■ Exercise details: Please list each line of the records below that contains the string "warehouse". Copy every such line in full.

[Extracted data entries]
--------
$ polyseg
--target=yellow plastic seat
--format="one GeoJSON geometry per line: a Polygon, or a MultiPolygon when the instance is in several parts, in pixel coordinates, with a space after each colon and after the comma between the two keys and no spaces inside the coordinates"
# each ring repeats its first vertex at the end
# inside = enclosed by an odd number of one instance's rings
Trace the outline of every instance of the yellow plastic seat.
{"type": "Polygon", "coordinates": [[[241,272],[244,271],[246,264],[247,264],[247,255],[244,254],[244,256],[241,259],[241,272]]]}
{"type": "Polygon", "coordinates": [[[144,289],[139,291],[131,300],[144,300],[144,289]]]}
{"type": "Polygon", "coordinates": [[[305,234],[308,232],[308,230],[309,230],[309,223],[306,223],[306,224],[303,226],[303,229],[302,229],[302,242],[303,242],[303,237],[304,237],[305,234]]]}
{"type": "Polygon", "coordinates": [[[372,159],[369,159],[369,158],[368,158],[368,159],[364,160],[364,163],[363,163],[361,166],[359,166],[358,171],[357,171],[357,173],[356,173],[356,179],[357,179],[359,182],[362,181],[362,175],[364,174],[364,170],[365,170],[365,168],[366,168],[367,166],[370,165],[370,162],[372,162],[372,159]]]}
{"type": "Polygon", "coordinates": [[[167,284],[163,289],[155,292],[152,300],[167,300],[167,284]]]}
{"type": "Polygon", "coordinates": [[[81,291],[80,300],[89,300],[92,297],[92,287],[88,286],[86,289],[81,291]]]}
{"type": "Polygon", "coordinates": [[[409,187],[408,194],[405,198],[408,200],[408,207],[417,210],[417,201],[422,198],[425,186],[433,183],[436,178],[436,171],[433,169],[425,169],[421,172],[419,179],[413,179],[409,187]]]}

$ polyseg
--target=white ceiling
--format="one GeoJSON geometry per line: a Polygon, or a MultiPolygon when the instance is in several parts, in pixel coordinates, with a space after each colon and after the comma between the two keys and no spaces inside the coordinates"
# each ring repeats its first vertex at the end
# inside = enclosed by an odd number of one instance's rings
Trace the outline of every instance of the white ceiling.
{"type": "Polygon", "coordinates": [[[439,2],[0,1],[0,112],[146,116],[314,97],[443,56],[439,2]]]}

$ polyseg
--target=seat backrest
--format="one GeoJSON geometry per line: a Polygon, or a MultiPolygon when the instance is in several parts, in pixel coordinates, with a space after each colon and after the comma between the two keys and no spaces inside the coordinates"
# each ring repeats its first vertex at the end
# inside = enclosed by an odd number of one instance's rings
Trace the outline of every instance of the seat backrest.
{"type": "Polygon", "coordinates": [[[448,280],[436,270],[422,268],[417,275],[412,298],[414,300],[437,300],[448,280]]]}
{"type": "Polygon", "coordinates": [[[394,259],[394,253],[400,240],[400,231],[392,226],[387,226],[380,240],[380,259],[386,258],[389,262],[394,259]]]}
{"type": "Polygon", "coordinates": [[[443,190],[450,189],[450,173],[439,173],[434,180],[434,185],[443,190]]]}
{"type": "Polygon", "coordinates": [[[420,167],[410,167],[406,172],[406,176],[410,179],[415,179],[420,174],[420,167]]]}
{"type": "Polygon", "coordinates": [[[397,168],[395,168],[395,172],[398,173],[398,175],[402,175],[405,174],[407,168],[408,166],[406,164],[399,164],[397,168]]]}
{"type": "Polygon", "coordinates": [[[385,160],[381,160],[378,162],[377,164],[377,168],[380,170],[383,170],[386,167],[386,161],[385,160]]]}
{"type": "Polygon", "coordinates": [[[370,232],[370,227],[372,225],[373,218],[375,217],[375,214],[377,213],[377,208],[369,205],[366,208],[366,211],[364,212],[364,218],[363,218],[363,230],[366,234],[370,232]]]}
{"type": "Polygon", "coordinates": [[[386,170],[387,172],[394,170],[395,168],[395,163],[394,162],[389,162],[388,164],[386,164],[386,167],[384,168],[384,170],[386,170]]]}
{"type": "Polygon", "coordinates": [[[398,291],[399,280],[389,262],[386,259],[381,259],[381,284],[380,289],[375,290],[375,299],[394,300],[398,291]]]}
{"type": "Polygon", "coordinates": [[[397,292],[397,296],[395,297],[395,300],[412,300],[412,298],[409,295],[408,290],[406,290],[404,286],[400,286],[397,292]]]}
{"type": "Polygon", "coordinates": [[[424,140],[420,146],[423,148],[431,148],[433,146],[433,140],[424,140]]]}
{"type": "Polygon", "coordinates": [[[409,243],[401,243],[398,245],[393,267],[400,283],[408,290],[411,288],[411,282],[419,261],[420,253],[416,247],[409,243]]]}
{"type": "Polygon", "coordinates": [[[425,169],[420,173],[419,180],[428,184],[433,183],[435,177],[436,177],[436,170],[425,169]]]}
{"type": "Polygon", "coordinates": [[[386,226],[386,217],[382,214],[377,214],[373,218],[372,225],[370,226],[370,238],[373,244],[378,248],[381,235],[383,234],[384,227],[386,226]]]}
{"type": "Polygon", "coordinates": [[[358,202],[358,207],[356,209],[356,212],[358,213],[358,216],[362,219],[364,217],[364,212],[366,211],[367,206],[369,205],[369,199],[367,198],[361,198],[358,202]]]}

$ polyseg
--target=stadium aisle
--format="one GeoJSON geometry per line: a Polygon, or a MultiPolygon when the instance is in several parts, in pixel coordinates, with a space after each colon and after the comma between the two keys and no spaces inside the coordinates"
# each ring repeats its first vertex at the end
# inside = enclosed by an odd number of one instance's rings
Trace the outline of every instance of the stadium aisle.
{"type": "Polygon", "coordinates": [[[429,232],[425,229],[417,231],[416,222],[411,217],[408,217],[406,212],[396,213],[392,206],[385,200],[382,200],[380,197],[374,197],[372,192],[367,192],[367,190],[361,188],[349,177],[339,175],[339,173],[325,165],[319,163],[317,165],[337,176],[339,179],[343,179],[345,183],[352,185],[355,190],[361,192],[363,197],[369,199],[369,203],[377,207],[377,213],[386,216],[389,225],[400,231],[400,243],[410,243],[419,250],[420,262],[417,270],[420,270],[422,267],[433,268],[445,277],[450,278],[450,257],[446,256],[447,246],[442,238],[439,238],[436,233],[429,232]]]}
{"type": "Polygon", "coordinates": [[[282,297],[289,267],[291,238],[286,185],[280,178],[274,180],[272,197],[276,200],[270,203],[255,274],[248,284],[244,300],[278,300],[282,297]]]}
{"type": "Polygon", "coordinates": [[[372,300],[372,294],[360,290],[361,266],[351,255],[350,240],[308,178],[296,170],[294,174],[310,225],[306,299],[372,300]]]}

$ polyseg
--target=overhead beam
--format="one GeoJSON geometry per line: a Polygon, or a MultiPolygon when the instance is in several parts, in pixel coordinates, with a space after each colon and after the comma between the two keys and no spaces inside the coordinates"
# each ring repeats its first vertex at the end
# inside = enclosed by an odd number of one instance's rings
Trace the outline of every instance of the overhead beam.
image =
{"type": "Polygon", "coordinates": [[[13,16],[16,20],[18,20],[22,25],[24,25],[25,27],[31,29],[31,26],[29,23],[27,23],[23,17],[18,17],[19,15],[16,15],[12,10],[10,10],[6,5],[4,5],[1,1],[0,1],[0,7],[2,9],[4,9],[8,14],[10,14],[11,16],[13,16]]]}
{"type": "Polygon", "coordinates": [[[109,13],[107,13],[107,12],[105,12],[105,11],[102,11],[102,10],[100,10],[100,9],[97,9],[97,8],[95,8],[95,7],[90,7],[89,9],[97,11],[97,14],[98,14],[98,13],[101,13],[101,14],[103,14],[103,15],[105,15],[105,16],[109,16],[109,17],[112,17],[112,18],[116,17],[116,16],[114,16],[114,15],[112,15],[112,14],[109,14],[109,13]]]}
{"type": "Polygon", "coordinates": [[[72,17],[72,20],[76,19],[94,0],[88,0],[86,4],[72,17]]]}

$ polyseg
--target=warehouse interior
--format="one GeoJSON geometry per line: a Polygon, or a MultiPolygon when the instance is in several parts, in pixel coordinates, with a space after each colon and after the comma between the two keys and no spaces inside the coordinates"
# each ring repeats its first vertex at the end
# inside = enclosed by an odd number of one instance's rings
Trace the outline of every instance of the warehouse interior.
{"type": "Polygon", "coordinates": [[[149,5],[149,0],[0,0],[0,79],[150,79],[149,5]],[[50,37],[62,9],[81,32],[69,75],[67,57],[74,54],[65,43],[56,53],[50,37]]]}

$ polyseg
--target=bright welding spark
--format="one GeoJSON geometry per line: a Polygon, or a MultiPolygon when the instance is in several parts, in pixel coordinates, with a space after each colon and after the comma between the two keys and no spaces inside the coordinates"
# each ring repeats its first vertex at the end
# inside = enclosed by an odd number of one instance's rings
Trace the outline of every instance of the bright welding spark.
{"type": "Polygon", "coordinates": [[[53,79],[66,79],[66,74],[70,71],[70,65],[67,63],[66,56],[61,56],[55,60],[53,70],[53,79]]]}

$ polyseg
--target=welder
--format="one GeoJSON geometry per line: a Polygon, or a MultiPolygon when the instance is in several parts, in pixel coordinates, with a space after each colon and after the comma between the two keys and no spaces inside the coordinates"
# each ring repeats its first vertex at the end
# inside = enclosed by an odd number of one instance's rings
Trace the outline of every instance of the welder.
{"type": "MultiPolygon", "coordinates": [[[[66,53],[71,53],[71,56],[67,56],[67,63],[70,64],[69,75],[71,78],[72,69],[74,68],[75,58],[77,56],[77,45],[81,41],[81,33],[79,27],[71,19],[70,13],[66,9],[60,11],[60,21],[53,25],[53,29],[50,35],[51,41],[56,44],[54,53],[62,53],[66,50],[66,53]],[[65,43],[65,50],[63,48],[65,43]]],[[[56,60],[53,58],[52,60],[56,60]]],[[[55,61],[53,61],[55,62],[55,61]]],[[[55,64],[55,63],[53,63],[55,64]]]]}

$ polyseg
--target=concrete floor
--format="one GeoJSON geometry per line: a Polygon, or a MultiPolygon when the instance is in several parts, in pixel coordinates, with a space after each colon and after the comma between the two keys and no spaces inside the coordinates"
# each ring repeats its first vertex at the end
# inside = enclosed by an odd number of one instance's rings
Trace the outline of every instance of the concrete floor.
--------
■ Answer to this exercise:
--target=warehouse interior
Trace the outline of every instance of the warehouse interior.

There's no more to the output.